┌─ Excerpted records

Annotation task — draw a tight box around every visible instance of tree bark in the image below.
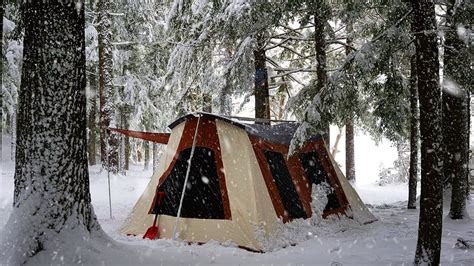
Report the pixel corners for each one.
[3,1,100,265]
[346,119,356,182]
[253,33,270,124]
[412,1,443,265]
[408,55,420,209]
[443,0,472,219]
[0,0,4,158]
[346,28,356,182]
[143,140,150,170]
[87,70,97,165]
[314,6,331,147]
[97,0,118,173]
[202,92,212,113]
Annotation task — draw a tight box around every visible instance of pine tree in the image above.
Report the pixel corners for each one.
[253,31,270,123]
[413,1,443,265]
[408,55,420,209]
[443,0,473,219]
[97,0,118,173]
[3,1,101,265]
[312,1,331,146]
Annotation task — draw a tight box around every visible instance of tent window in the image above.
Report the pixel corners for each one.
[264,151,306,219]
[153,147,225,219]
[300,152,341,211]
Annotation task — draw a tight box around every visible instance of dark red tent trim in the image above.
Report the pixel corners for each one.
[109,128,170,144]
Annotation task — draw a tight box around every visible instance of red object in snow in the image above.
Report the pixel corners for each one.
[143,191,165,240]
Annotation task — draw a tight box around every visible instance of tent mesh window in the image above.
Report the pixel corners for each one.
[300,152,341,211]
[153,147,225,219]
[263,151,307,219]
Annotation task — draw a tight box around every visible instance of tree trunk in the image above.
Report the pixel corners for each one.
[346,22,356,182]
[408,55,420,209]
[3,1,100,265]
[314,8,331,147]
[202,92,212,113]
[10,106,17,161]
[253,33,270,124]
[346,119,355,182]
[97,0,118,173]
[0,0,4,158]
[412,1,443,265]
[87,71,97,165]
[443,0,472,219]
[143,140,150,170]
[120,106,130,171]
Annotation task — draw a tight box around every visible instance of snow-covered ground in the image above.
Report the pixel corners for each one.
[0,135,474,265]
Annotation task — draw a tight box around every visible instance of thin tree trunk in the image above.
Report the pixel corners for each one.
[346,22,356,182]
[314,8,331,147]
[10,106,17,161]
[202,93,212,113]
[346,119,356,182]
[443,0,472,219]
[253,33,270,123]
[87,73,97,165]
[3,1,100,265]
[412,1,443,265]
[97,0,118,173]
[120,106,130,171]
[143,140,150,170]
[152,143,158,173]
[331,128,342,159]
[408,55,420,209]
[0,0,4,158]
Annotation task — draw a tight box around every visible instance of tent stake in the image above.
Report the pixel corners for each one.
[173,114,201,240]
[105,130,112,220]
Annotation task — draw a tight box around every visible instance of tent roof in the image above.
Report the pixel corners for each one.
[168,112,321,145]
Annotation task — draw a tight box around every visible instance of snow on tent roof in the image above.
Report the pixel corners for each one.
[168,112,321,145]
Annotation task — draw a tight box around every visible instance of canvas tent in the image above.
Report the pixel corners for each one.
[114,113,375,251]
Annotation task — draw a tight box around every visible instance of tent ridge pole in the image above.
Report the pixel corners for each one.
[173,115,201,240]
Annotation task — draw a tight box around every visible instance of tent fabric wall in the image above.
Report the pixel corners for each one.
[120,114,375,251]
[120,123,184,235]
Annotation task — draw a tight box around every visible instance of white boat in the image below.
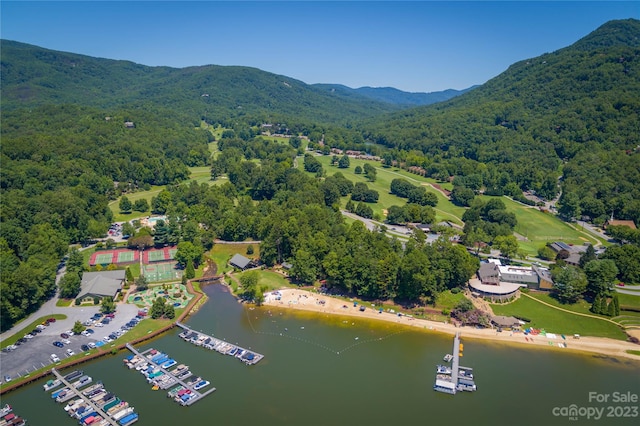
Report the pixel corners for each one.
[0,404,13,417]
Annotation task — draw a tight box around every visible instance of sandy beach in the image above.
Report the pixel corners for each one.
[264,289,640,362]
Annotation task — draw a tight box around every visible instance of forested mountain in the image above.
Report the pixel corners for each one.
[313,84,477,106]
[0,40,398,123]
[362,19,640,222]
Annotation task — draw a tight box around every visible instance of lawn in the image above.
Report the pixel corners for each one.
[491,296,627,340]
[482,196,600,255]
[298,155,465,224]
[235,269,293,291]
[207,243,260,274]
[436,290,465,310]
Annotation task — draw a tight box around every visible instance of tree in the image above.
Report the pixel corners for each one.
[133,198,149,212]
[493,235,519,259]
[71,321,86,334]
[338,154,351,169]
[59,271,81,299]
[100,296,116,314]
[149,297,166,319]
[579,244,596,269]
[584,259,618,297]
[136,274,149,291]
[184,259,196,280]
[164,303,176,319]
[118,195,133,213]
[364,163,378,182]
[553,266,587,303]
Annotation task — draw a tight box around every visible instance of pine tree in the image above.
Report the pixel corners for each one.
[611,294,620,317]
[184,259,196,279]
[607,300,616,317]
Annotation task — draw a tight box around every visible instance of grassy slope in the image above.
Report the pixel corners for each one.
[492,297,627,340]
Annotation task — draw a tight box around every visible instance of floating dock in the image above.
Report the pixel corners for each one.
[51,368,138,426]
[176,322,264,365]
[125,343,216,406]
[433,333,477,395]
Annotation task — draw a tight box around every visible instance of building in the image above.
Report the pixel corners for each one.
[469,259,553,301]
[229,254,253,271]
[76,269,125,303]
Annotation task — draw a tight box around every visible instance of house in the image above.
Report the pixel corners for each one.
[603,219,638,229]
[491,315,520,329]
[76,269,125,303]
[229,254,253,271]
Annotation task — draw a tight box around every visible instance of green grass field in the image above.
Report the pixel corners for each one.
[298,155,465,224]
[482,196,602,255]
[234,270,294,291]
[491,296,627,340]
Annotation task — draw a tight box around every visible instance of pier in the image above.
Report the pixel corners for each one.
[433,333,476,395]
[176,322,264,365]
[125,343,216,406]
[51,368,118,426]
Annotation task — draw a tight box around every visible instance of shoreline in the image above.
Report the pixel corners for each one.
[263,288,640,361]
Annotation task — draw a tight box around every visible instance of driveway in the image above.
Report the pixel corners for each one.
[0,304,144,381]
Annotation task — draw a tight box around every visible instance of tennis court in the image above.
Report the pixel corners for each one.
[95,251,113,265]
[148,250,165,262]
[144,262,182,282]
[117,251,135,263]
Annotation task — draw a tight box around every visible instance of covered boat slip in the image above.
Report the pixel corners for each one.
[176,322,264,365]
[433,333,476,395]
[51,368,138,426]
[125,343,216,406]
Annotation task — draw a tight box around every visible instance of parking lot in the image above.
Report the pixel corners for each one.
[0,304,141,382]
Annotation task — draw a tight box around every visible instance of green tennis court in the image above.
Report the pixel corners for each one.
[149,250,165,262]
[96,252,113,265]
[118,251,135,263]
[144,263,182,282]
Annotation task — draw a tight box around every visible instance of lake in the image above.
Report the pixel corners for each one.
[2,285,640,426]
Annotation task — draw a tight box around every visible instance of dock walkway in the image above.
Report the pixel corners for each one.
[176,322,264,365]
[125,343,216,406]
[51,368,118,426]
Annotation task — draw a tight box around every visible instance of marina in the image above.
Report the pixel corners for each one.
[433,333,477,395]
[0,404,27,426]
[45,368,138,426]
[124,344,216,406]
[176,322,264,365]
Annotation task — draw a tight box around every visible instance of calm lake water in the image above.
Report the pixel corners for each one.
[2,286,640,426]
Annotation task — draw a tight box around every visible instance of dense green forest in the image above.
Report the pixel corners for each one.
[0,20,640,329]
[361,19,640,223]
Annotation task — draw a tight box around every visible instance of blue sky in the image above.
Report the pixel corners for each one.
[0,0,640,92]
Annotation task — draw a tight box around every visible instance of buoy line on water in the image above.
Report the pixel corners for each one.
[245,310,407,355]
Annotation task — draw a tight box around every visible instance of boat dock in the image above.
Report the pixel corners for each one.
[433,333,476,395]
[51,368,129,426]
[125,343,216,406]
[176,322,264,365]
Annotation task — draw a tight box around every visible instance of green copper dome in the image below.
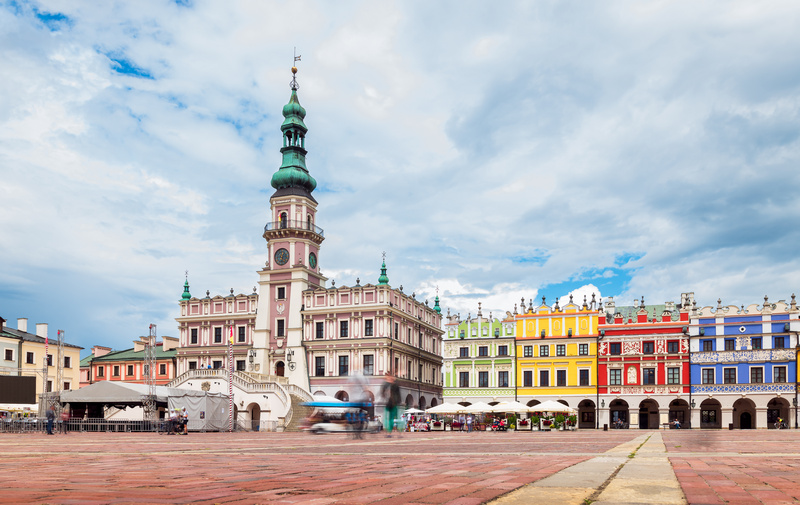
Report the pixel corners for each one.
[271,69,317,194]
[378,260,389,286]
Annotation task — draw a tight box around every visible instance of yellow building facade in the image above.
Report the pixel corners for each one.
[515,297,598,427]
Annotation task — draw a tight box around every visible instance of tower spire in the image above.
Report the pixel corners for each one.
[271,56,317,202]
[378,252,389,286]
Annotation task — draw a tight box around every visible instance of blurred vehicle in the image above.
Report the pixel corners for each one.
[300,400,382,435]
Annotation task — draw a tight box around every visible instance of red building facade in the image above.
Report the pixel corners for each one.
[597,293,693,429]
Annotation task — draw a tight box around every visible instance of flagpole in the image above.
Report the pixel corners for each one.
[228,325,233,433]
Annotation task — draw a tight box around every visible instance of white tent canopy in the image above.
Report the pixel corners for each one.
[528,400,578,414]
[425,403,466,414]
[489,401,532,412]
[464,402,492,414]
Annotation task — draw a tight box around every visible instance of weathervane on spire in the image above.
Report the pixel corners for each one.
[289,47,302,90]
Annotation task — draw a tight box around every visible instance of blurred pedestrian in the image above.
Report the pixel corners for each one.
[45,405,56,435]
[381,373,400,437]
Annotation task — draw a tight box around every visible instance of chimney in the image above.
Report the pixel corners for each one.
[92,345,111,358]
[161,336,180,351]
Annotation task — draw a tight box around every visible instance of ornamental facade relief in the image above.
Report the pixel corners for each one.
[689,348,795,364]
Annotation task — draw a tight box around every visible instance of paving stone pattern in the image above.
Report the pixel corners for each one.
[0,432,635,505]
[0,430,800,505]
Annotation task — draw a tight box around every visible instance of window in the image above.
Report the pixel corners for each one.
[556,370,567,387]
[667,367,681,384]
[722,368,736,384]
[497,371,508,388]
[539,370,550,388]
[700,410,717,424]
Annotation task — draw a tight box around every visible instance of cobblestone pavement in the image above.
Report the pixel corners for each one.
[662,430,800,505]
[0,431,638,505]
[6,430,800,505]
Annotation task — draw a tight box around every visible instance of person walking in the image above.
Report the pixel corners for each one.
[381,373,400,437]
[45,405,56,435]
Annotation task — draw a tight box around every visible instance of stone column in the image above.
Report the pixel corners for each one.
[755,407,769,430]
[720,407,733,430]
[689,405,700,430]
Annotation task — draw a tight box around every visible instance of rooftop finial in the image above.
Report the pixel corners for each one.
[289,47,300,90]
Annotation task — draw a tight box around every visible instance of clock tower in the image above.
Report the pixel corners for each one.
[248,67,327,391]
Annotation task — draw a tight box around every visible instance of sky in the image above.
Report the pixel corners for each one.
[0,0,800,356]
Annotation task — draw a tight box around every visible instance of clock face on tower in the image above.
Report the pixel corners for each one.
[275,249,289,265]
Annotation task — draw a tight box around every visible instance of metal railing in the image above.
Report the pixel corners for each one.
[264,219,325,237]
[0,417,278,433]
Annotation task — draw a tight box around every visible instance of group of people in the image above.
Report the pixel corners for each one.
[167,407,189,435]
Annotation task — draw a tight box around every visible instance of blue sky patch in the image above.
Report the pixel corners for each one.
[105,53,155,79]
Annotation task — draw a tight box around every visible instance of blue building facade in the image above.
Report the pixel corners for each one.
[689,295,800,429]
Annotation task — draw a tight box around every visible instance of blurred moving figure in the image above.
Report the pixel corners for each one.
[381,373,400,437]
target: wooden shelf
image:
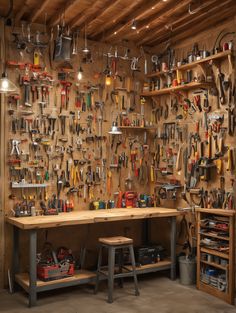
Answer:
[96,258,171,275]
[200,232,229,241]
[15,259,171,292]
[176,50,232,71]
[118,126,157,130]
[141,82,210,97]
[146,69,173,78]
[195,208,236,216]
[200,260,228,271]
[15,270,96,291]
[126,259,171,274]
[146,50,233,78]
[199,281,230,304]
[201,247,229,260]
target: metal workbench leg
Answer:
[108,247,115,303]
[170,216,176,280]
[29,229,37,307]
[142,218,149,245]
[11,226,19,292]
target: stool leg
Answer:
[94,246,103,294]
[129,246,139,296]
[108,247,115,303]
[119,248,124,288]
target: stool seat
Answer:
[98,236,133,246]
[94,236,139,303]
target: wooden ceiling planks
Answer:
[87,0,143,37]
[30,0,51,23]
[0,0,236,46]
[92,0,160,41]
[147,0,235,46]
[69,0,118,28]
[136,0,220,45]
[48,0,79,27]
[108,0,191,42]
[160,0,236,45]
[14,0,30,24]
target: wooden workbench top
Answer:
[6,208,181,229]
[195,208,236,216]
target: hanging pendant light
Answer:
[108,122,122,135]
[105,74,111,86]
[131,19,137,30]
[82,25,89,53]
[0,18,18,93]
[77,66,83,80]
[0,72,17,93]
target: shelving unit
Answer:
[146,50,233,78]
[118,126,156,130]
[196,209,235,304]
[15,259,171,292]
[141,50,233,97]
[141,82,211,97]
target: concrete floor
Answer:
[0,273,236,313]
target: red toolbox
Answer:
[37,262,75,281]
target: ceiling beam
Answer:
[93,0,162,41]
[87,0,144,37]
[111,0,192,43]
[148,0,232,45]
[30,0,51,23]
[15,0,30,24]
[69,0,119,28]
[160,5,236,44]
[48,0,79,28]
[139,0,227,45]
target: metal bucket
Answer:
[179,256,196,285]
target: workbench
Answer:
[6,208,181,307]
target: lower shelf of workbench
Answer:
[198,281,234,305]
[15,259,171,292]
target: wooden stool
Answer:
[94,236,139,303]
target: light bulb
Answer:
[2,78,9,90]
[105,75,111,86]
[77,66,83,80]
[77,72,83,80]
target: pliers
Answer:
[11,139,20,155]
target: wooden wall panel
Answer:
[0,12,235,290]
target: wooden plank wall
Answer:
[0,15,235,288]
[3,26,150,281]
[151,16,236,290]
[0,19,6,288]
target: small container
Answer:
[223,42,229,51]
[214,256,220,264]
[177,61,182,67]
[229,40,234,50]
[188,54,194,63]
[207,254,213,262]
[161,62,168,72]
[31,206,36,216]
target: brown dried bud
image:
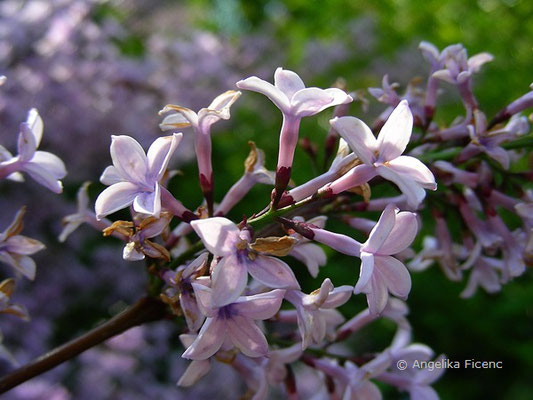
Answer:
[250,236,298,257]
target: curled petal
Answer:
[379,211,418,255]
[207,90,241,111]
[26,108,44,148]
[311,228,361,257]
[94,182,139,219]
[274,67,305,100]
[17,122,37,161]
[291,88,352,117]
[100,165,124,186]
[212,254,248,307]
[378,100,413,161]
[147,133,183,180]
[237,76,290,113]
[321,285,354,308]
[182,318,225,360]
[388,156,437,190]
[377,166,426,208]
[110,135,148,184]
[232,289,285,320]
[364,275,389,315]
[354,252,374,294]
[192,283,217,317]
[132,183,161,218]
[330,117,378,164]
[159,104,198,126]
[363,204,398,253]
[191,217,240,257]
[374,256,411,299]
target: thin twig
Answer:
[0,297,167,394]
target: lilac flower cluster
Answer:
[0,33,533,400]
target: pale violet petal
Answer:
[291,88,340,117]
[364,275,389,315]
[379,211,418,255]
[362,204,398,253]
[289,243,327,278]
[26,108,44,148]
[212,254,248,307]
[248,254,300,289]
[354,252,374,294]
[374,256,411,299]
[237,76,290,113]
[17,122,37,161]
[388,156,437,190]
[232,289,285,320]
[207,90,241,111]
[94,182,140,219]
[122,242,145,261]
[274,67,305,100]
[182,318,226,360]
[330,117,378,164]
[226,315,268,357]
[192,280,218,317]
[132,183,161,218]
[321,285,354,308]
[377,165,426,208]
[110,135,148,184]
[2,235,45,255]
[378,100,413,161]
[147,133,183,180]
[191,217,241,257]
[100,165,124,186]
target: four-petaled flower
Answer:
[95,133,183,219]
[322,100,437,208]
[191,217,300,307]
[308,204,418,314]
[183,283,285,360]
[237,68,353,205]
[0,108,67,193]
[0,207,45,280]
[285,278,353,349]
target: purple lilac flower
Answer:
[183,283,285,360]
[191,217,300,307]
[322,100,437,208]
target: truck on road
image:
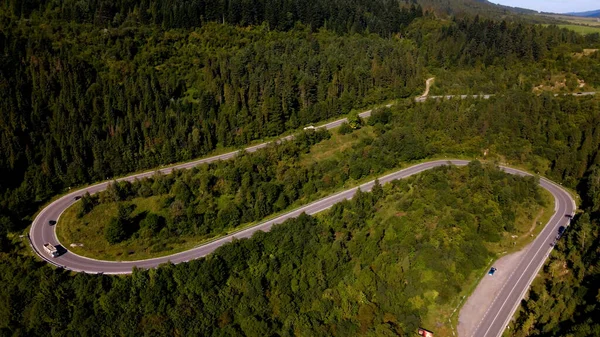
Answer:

└─

Work instructions:
Locate each line in the data that contains the string "snow" and copy those lines.

Task solution:
Annotation task — draw a tight box around every visible instance of red object in snow in the image above.
Annotation task — draw a tight box around every visible instance of snow-covered ground in the image above.
Annotation task — draw a tight box around every visible instance of snow on tent roof in the image above.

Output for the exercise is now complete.